═══ Data entries

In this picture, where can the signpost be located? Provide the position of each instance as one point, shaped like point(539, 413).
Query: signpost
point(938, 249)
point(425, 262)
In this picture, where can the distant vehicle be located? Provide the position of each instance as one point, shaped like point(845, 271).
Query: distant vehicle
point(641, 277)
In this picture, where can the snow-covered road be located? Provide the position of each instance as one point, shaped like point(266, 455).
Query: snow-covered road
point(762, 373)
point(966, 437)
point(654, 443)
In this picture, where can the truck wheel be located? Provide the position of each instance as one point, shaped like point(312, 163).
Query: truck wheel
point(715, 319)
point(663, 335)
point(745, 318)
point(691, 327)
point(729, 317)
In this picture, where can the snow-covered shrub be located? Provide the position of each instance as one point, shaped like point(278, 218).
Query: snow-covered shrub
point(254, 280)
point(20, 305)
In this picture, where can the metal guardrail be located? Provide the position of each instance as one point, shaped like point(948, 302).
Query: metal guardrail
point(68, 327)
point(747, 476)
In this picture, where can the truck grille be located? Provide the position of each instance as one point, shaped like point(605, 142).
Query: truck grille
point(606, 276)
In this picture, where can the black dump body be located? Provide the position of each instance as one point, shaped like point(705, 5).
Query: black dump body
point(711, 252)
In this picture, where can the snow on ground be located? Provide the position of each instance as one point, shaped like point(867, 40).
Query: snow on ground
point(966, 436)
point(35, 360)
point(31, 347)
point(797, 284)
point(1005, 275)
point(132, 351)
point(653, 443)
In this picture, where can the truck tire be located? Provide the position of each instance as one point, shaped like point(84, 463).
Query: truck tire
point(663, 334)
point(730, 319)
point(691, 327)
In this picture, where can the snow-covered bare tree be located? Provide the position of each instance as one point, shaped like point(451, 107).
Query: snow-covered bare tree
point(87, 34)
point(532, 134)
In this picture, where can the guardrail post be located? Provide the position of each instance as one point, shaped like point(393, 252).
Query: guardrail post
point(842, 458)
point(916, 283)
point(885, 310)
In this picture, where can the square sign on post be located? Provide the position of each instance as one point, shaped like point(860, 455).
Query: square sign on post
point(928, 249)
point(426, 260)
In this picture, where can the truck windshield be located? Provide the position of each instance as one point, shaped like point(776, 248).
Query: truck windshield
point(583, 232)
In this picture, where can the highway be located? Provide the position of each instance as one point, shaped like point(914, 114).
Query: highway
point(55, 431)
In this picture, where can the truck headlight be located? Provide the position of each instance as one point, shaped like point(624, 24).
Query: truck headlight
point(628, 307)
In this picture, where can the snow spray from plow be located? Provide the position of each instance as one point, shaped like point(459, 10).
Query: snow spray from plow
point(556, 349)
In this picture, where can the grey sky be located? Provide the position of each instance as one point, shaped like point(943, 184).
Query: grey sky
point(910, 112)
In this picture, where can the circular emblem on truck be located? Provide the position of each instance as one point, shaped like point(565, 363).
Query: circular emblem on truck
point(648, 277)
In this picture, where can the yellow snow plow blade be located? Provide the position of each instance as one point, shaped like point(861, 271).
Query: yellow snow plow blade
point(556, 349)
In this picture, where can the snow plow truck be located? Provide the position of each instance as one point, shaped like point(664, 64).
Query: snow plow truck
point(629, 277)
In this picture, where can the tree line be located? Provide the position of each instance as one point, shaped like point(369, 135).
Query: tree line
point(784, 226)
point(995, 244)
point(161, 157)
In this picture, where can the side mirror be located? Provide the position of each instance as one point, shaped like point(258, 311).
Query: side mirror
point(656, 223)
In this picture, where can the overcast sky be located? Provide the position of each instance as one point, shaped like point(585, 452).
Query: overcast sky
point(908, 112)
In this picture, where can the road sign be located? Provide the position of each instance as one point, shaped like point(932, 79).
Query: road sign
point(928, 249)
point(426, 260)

══════

What to work on: Rewrite all the rows above, replacing each occurrence of "Provide the position of each instance" with "Give the location of every instance" and leaving everything else unchanged.

Answer to this exercise:
In this picture, where can the signpost be located? Give the location of every instance as one point, shaped like point(539, 413).
Query: signpost
point(938, 249)
point(425, 262)
In this picture, where can the distant vehicle be located? Give the location of every instance as one point, shaped like point(845, 271).
Query: distant vehicle
point(641, 277)
In this picture, where can the snow-covered road be located? Give the location of every instance as one point, shaped like point(266, 455).
Query: snow-covered road
point(762, 373)
point(966, 437)
point(654, 443)
In this picture, where can the truck wheel be located? Give the location of every instance as one point, shaped like point(312, 163).
Query: truck wheel
point(715, 319)
point(663, 335)
point(745, 318)
point(691, 327)
point(729, 317)
In this picture, where can the snow-covered shrub be located? Give the location of every instance as one point, shaped like point(278, 218).
Query: snow-covered shrub
point(254, 280)
point(20, 305)
In this picture, where can the metal guardrail be located? Give the location of every instance as one point, shaped like point(948, 302).
Query: metal guardrail
point(68, 327)
point(747, 476)
In this picture, where can the truck grille be located? Give the location of every instance as one point, shaped like point(605, 142).
Query: truck grille
point(606, 276)
In this picture, where can the black dump body be located? Give the location of every instance as one point, shaped like point(705, 5).
Query: black dump body
point(711, 252)
In this picture, where can the snow on ground be located? Give the location of every instance as one point, shaped like point(867, 40).
Query: snow on ground
point(966, 436)
point(35, 360)
point(31, 347)
point(797, 284)
point(1005, 275)
point(132, 351)
point(653, 443)
In this picture, where can the truck tire be located? Give the location of every instance as one point, shaped like point(84, 463).
Query: truck tire
point(663, 334)
point(730, 319)
point(691, 327)
In this picture, where can the snow-covered bare tree be located? Give the location of every instance as one point, shaped like point(451, 107).
Query: snow-covered bare tree
point(87, 34)
point(532, 134)
In this picture, where can the guardrail post be located? Give the location of every instance as one point, shaped like point(393, 252).
Query: guardrail post
point(842, 458)
point(916, 283)
point(885, 310)
In this picture, where can the square sign on post be located? Give the location of every instance as one point, shaped like point(860, 455).
Query: square sign on post
point(928, 249)
point(426, 260)
In this picture, where can the truck windshield be located? Give the location of every instance as one point, shaped like point(776, 248).
Query: truck windshield
point(583, 232)
In this picture, where can the highway be located? Give the location of every instance as one point, shaped like point(914, 114).
Query: highway
point(55, 431)
In this picture, where can the truck headlight be located? Give the location of every instance as one point, shaped like point(624, 24).
Query: truck headlight
point(628, 307)
In this picture, where can the snow spray from plow be located? Give the location of every instance as one point, shaped like point(459, 10).
Query: snow spray from plow
point(556, 349)
In this picture, where can the grey sky be located? Give the location of every instance as one point, shaped like point(943, 184).
Query: grey sky
point(910, 112)
In this picture, where can the circular emblem on truck be located? Give the location of every instance as one point, shaped like point(565, 363).
Query: circular emblem on truck
point(648, 277)
In this picture, where can the yellow snow plow blade be located? Give the location of every instance as one point, shaped like point(861, 271).
Query: yellow snow plow blade
point(556, 349)
In this picture, where can the snow plow truck be located? Give the location of every instance as one point, shaped like point(664, 64).
Query: snow plow truck
point(629, 277)
In this picture, where can the tree line be located? Give the location of every instance as one point, shaped like point(369, 135).
Query: tree line
point(784, 226)
point(995, 244)
point(161, 157)
In this picture, where can the side mirror be located? Give the location of every instance as one point, shaped like point(258, 311).
Query: side mirror
point(656, 223)
In this picture, where can the overcast sky be located? Give the location of every instance as one point, shaped like point(585, 452).
Query: overcast sky
point(908, 112)
In this picture, where can the road sign be located? Give the location of every instance as one point, shaped like point(932, 79).
Query: road sign
point(928, 249)
point(426, 260)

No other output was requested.